== Required tasks ==
1. In the passage about Dr. Murray's writings, rewrite the stretch from "Later, after Saddam" through "Army War College.", replacing "Pentagon" with "Defense Department".
2. Continue the passage about Dr. Murray's writings from where it stops.

== Passage shown ==

Later, after Saddam Hussein was toppled, suspicions were confirmed that the war was launched on flawed and manipulated intelligence by President George W. Bush’s administration and some allies. This was when the U.S. military began to show its real shortcomings, Dr. Murray and Scales wrote. The Pentagon does not do well with the “messy business that lies beyond clear-cut, decisive military operations” such as counterinsurgency battles and working with political leaders,” they noted.
“Since war is a political act, the defeating of enemy military forces in combat operations only represents a portion of the far larger mosaic that must include not only the planning stages but the transition stages from war to peace as well,” Dr. Murray wrote in “A Nation at War in an Era of Strategic Change,” a 2004 study of the Iraq and Afghanistan wars published by the Army War College.
He maintained a prolific output into his late 70s, offering essays for the Hoover Institution think tank on issues such as the pandemic (“The behavior of all too many Americans, aided and abetted by some of their politicians, does not provide much hope for the future,” he wrote) and removing names of Confederate figures from military bases.
“It is in thoroughly bad taste to name military institutions after generals who were defending slavery,” he wrote, “when so many of the soldiers, defending us and stationed at those institutions, are African Americans.”

== Material provided ==
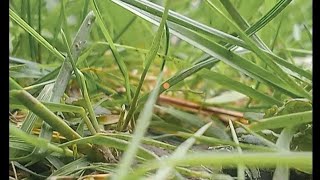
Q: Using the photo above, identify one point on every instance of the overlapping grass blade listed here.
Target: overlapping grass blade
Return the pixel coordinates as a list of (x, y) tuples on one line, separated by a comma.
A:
[(237, 86), (38, 142), (192, 121), (261, 54), (282, 121), (263, 160), (103, 139), (219, 52), (115, 52), (146, 114), (179, 19), (34, 34), (149, 59), (164, 171)]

== Answers by task ==
1.
Later, after Saddam Hussein was toppled, suspicions were confirmed that the war was launched on flawed and manipulated intelligence by President George W. Bush’s administration and some allies. This was when the U.S. military began to show its real shortcomings, Dr. Murray and Scales wrote. The Defense Department does not do well with the “messy business that lies beyond clear-cut, decisive military operations” such as counterinsurgency battles and working with political leaders,” they noted.
“Since war is a political act, the defeating of enemy military forces in combat operations only represents a portion of the far larger mosaic that must include not only the planning stages but the transition stages from war to peace as well,” Dr. Murray wrote in “A Nation at War in an Era of Strategic Change,” a 2004 study of the Iraq and Afghanistan wars published by the Army War College.

2.
Williamson Murray was born Nov. 23, 1941, in Manhattan. His father worked as a salesman, and his mother was a homemaker.
He graduated in 1963 from Yale University with a history degree and then served in the Air Force until 1969, including a tour in Southeast Asia with the 314th Tactical Airlift Wing. He returned to Yale and earned a doctorate in military and diplomatic history in 1975.
Dr. Murray taught in Yale’s history department for two years. In 1977, he took a position at Ohio State University as a professor of military history and related subjects. He was a senior fellow at the Naval War College from 1991 to 1992 and retired from Ohio State in 1995, taking the title of professor emeritus. He went on lecture at the Marine Corps University in Quantico, Va., and at the Army War College in Carlisle, Pa., during the late 1990s.
In “A War to Be Won: Fighting the Second World War” (2000), Dr. Murray and co-author Allan R. Millett received acclaim for delving deep into the successes and failures of U.S. generals while also re-examining the tactics used by Soviet commanders to disrupt the German advance.
As the wars in Iraq and Afghanistan wore on, Dr. Murray began increasingly focused on researching U.S. military struggles to quell insurgents and build effective alliances with local forces.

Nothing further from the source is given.